Or l’idée nationale ukrainienne n’a cessé de gagner en force. En Ukraine. Alors que le nationalisme ukrainien n’était présent que dans quelques oblasts de l’Ouest ukrainien en 1991, il a réussi à se répandre d’abord dans le centre de l’Ukraine jusqu’en 2014 puis jusqu’en 2022 dans le reste de l’Ukraine, en particulier dans l’est et le sud, ce qui explique les manifestations pro-ukrainiennes à Kherson en mars 2022 pour dénoncer l’occupation russe et l’apparition d’un mouvement partisan armée ukrainien dans la région de Melitopol en avril 2022. Ce nationalisme ukrainien n’est pas lié à la langue ukrainienne sinon à la défense d’un État ukrainien et il a tendance à s’associer à l’armée ukrainienne.

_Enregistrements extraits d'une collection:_
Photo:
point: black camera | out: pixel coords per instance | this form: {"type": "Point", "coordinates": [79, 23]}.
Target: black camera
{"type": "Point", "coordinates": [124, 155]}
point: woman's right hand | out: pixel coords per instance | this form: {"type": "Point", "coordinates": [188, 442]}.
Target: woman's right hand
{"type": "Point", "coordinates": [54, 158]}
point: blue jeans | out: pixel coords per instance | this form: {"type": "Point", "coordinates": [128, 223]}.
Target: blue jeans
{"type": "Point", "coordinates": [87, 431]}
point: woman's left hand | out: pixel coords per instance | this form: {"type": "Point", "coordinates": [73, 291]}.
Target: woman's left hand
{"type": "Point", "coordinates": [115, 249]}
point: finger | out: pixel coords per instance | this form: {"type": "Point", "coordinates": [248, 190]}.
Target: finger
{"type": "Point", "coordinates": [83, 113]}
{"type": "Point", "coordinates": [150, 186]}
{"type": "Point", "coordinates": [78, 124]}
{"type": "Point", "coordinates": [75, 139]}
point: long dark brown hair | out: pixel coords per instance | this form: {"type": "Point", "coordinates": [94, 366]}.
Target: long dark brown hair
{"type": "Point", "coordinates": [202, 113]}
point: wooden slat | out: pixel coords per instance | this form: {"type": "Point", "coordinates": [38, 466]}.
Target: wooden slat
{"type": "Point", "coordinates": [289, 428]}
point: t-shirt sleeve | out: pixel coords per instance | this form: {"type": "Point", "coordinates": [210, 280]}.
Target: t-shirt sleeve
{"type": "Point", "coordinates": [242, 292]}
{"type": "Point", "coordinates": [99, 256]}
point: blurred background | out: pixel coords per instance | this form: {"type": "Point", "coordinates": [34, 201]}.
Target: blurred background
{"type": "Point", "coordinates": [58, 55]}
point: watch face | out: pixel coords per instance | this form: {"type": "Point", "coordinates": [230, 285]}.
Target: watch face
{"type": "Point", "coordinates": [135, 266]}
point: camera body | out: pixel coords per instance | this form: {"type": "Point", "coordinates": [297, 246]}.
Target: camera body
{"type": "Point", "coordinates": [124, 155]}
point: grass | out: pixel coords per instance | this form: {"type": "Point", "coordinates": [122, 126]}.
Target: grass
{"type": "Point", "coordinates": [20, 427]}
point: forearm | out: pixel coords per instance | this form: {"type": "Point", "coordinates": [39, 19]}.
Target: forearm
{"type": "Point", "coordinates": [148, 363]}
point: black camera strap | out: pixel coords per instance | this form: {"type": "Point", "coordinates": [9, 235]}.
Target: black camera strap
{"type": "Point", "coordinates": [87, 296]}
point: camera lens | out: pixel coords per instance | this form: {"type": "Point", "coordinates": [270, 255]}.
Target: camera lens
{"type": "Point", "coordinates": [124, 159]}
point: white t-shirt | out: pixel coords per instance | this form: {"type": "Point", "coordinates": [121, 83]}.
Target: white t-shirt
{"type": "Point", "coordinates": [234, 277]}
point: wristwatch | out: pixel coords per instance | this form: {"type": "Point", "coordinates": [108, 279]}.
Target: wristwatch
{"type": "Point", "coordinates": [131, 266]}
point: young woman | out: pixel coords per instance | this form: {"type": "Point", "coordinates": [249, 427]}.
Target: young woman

_Série d'exercices:_
(A) D'après le texte sur le nationalisme ukrainien, dans quelle région un mouvement partisan armé ukrainien est-il apparu en avril 2022 ?
(B) Poursuivez le texte sur le nationalisme ukrainien après sa dernière phrase.

_Réponses par tâche:_
(A) Dans la région de Melitopol.

(B)
L’Ukraine essaie de définir sa propre identité en se soustrayant à la vision russe. Les élites ukrainiennes ont ainsi pris le parti d’une intégration euratlantique. Cette volonté d’émancipation ukrainienne soutenue par le camp occidental se heurte toutefois à la volonté du pouvoir russe de restaurer l’empire russe. Cette opposition russo-ukrainienne débouche ainsi en des affrontements de plus en plus violents et globalisés. La guerre d’agression menée par la Russie contre l’Ukraine n’est en aucun cas un accident de l’histoire sinon l’expression ultime de la volonté russe de gagner sur le champ de bataille ukrainien un combat décisif contre l’Occident et en particulier les États-Unis.

Mais ce sanglant calcul russe s’est sans doute révélé faux car il n’a pas pris en compte la détermination de la nation ukrainienne à résister à l’invasion russe et à exister dans son propre cadre étatique.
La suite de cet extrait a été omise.